**WHAT THE EXERCISE ASKS:** Reproduce the interview excerpt below word for word, in full.

**TEXT PASSAGE:**
----------------------------------------

And if we don’t know that, then we won’t know whether any of our social distancing interventions are working. We won’t know whether we need to add school closure on top of other interventions because they’re not good enough, or whether we’re actually controlling things. It’s utterly inadequate, and it’s not moving anywhere near fast enough. This is the biggest debacle so far out of quite a number of debacles in the handling of this epidemic.

Q: Can I ask another question? Do you —

MARC LIPSITCH: Yeah.

Q: — talking about the Biogen conference, were you surprised? I mean, we’re talking about 70 cases in Massachusetts alone. There were only 175 people at the meeting, although some of the cases were contact with people at the meeting. And then there were a few others in other parts of the world. Were you surprised that that many people got infected in such a short period of time, and what does it tell us about how this virus spreads?

MARC LIPSITCH: I haven’t gotten much information about the details of that meeting. It is a surprisingly large number. I don’t know what they did at that meeting. I don’t know if they were demonstrating some product that might have had some —I have no idea what happened. But it’s possible that there was a super-spreading event, that there was one person who was just very infectious.

We know that happened in SARS. It hasn’t been documented conclusively very much, if at all, to my knowledge, in this outbreak, but there’s certainly a suggestion that there are people who are more infectious than others. But in SARS, most people infected 0 or 1, and some people infected 25 or 22. So maybe it’s an example of that, and we just hadn’t seen that before or hadn’t recognized it. Maybe there were multiple infected people there already, and we didn’t see that.

But it does show that, with some frequency — we don’t know how typical, but a big meeting, or a medium-sized meeting, can lead to the transmission of a lot of virus to a lot of people, or of virus to a lot of people. And I doubt that every meeting of 175 people will lead to 70 new cases. If it does, the whole thing will be over very quickly because we’ll have a lot of infections very quickly. But it does show the potential of meetings to transmit virus.

----------------------------------------

Data pulled from a collection
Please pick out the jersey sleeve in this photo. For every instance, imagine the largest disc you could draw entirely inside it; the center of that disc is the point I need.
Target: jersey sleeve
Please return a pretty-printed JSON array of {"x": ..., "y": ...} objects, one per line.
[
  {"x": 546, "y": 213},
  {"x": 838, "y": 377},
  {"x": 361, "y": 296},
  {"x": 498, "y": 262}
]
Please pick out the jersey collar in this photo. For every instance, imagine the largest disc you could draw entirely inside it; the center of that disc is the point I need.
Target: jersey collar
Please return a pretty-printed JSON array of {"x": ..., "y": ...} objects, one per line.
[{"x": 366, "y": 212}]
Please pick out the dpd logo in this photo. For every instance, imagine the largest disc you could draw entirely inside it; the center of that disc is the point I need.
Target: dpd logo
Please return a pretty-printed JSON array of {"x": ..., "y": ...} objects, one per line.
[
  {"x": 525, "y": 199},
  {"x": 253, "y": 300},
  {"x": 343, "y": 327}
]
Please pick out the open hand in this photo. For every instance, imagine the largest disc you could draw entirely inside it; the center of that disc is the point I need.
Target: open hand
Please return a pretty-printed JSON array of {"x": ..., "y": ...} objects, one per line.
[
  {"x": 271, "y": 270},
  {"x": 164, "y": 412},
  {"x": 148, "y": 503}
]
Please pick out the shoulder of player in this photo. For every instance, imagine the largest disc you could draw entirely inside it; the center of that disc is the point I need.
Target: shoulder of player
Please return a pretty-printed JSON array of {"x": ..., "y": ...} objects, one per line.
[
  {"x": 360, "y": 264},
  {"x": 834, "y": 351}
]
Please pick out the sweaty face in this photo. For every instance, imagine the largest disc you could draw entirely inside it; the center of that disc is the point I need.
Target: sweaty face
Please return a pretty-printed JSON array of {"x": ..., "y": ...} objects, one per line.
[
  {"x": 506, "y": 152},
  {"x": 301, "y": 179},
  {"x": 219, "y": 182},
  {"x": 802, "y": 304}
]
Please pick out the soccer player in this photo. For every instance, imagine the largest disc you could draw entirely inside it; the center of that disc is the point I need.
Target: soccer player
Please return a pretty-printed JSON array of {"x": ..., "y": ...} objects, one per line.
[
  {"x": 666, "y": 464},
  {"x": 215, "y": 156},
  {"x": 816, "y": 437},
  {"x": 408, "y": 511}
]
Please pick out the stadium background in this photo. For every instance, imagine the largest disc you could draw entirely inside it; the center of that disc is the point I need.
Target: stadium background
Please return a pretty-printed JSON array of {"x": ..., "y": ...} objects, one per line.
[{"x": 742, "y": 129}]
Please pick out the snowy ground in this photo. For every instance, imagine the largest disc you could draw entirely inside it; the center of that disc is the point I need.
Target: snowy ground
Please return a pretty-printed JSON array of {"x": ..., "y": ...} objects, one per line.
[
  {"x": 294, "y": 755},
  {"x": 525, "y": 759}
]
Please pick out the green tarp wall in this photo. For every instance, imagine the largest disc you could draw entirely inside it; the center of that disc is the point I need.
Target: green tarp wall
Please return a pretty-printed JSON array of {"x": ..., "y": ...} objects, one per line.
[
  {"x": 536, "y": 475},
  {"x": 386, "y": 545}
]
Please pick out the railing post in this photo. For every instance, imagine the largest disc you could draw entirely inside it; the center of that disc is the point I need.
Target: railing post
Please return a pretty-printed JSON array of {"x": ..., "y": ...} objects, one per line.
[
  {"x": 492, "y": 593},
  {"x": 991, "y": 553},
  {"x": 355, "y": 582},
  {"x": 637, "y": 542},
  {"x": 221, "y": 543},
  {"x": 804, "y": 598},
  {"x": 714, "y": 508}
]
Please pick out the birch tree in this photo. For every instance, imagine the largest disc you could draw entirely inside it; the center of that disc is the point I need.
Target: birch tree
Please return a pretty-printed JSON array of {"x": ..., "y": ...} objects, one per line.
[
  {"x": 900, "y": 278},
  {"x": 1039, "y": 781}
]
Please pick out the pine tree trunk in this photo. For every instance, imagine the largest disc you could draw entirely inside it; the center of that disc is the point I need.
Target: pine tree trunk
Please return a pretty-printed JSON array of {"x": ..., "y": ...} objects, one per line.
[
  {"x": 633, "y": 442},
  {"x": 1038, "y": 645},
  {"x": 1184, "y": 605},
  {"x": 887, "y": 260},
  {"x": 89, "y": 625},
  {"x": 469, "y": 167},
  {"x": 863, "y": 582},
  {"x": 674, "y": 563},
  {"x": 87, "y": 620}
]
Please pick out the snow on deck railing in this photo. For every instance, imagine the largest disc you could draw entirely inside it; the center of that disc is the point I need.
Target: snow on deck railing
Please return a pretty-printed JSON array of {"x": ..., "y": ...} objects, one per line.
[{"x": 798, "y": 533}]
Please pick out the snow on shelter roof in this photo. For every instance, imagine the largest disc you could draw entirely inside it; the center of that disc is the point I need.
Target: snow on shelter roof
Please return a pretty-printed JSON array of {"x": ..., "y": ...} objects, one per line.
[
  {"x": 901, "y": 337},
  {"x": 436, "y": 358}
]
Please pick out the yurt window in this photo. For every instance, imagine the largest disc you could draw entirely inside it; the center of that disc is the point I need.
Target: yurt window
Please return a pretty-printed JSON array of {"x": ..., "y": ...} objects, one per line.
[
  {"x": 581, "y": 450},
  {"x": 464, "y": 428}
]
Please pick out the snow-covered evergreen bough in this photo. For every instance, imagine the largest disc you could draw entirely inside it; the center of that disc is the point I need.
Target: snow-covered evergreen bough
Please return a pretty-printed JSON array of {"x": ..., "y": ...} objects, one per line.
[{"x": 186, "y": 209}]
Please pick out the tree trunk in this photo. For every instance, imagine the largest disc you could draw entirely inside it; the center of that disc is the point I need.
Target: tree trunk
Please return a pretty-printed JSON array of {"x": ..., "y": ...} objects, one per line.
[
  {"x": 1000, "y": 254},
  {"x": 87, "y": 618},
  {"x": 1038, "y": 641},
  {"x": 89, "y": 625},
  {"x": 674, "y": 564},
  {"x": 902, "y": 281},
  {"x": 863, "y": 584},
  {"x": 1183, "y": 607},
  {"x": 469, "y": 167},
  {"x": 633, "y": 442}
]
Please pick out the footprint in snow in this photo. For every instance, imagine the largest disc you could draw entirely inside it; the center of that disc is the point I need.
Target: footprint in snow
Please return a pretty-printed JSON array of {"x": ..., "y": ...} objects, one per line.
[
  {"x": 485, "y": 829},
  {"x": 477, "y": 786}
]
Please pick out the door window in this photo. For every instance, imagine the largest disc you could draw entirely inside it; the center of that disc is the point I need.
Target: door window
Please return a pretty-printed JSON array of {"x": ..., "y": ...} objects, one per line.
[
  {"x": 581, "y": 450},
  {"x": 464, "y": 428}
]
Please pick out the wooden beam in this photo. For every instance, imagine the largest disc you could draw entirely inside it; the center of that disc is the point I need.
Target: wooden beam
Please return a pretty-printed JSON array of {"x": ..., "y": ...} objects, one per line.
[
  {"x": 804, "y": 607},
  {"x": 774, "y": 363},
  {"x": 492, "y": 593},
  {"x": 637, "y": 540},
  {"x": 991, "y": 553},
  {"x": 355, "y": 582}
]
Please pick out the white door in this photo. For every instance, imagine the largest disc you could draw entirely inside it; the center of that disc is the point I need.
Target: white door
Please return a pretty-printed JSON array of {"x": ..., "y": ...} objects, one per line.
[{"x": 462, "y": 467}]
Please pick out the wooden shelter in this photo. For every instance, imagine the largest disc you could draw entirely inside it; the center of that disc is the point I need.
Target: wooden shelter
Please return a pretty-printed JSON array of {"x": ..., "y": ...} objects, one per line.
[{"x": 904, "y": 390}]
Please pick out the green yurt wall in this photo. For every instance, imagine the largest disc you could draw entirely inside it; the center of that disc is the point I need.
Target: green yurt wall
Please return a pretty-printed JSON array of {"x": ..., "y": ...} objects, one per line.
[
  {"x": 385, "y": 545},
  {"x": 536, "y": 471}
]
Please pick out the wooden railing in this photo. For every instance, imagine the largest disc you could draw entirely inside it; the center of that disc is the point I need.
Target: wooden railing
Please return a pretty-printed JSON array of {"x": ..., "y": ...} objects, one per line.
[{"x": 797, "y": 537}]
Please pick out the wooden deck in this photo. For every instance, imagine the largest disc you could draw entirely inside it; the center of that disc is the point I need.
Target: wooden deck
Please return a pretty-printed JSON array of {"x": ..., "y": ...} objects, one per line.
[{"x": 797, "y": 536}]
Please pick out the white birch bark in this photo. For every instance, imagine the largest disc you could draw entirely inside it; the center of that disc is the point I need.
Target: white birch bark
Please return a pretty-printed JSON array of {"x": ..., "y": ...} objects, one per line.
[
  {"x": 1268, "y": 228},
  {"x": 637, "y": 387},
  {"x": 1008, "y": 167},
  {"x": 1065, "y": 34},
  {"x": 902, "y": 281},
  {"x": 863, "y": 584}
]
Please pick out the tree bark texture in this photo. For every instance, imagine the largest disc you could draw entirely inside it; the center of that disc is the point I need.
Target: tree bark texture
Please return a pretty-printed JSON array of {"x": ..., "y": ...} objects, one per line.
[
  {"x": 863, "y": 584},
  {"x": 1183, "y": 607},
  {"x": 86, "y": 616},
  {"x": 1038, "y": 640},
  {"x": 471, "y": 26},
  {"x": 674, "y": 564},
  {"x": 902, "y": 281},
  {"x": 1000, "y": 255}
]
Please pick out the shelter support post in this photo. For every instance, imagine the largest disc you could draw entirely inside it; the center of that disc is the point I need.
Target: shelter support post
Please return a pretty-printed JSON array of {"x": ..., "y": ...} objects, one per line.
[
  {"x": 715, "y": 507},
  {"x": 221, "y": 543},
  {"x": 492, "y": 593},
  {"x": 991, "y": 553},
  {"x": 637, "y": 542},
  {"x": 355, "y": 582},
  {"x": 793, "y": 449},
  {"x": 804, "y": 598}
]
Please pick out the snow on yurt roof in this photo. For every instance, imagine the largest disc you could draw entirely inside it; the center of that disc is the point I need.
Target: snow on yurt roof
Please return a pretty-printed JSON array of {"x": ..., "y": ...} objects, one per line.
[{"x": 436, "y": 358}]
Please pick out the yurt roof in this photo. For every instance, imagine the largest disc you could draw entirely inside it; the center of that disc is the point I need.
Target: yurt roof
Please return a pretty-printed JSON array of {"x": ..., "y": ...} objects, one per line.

----------------------------------------

**EXERCISE OUTPUT:**
And if we don’t know that, then we won’t know whether any of our social distancing interventions are working. We won’t know whether we need to add school closure on top of other interventions because they’re not good enough, or whether we’re actually controlling things. It’s utterly inadequate, and it’s not moving anywhere near fast enough. This is the biggest debacle so far out of quite a number of debacles in the handling of this epidemic.

Q: Can I ask another question? Do you —

MARC LIPSITCH: Yeah.

Q: — talking about the Biogen conference, were you surprised? I mean, we’re talking about 70 cases in Massachusetts alone. There were only 175 people at the meeting, although some of the cases were contact with people at the meeting. And then there were a few others in other parts of the world. Were you surprised that that many people got infected in such a short period of time, and what does it tell us about how this virus spreads?

MARC LIPSITCH: I haven’t gotten much information about the details of that meeting. It is a surprisingly large number. I don’t know what they did at that meeting. I don’t know if they were demonstrating some product that might have had some —I have no idea what happened. But it’s possible that there was a super-spreading event, that there was one person who was just very infectious.

We know that happened in SARS. It hasn’t been documented conclusively very much, if at all, to my knowledge, in this outbreak, but there’s certainly a suggestion that there are people who are more infectious than others. But in SARS, most people infected 0 or 1, and some people infected 25 or 22. So maybe it’s an example of that, and we just hadn’t seen that before or hadn’t recognized it. Maybe there were multiple infected people there already, and we didn’t see that.

But it does show that, with some frequency — we don’t know how typical, but a big meeting, or a medium-sized meeting, can lead to the transmission of a lot of virus to a lot of people, or of virus to a lot of people. And I doubt that every meeting of 175 people will lead to 70 new cases. If it does, the whole thing will be over very quickly because we’ll have a lot of infections very quickly. But it does show the potential of meetings to transmit virus.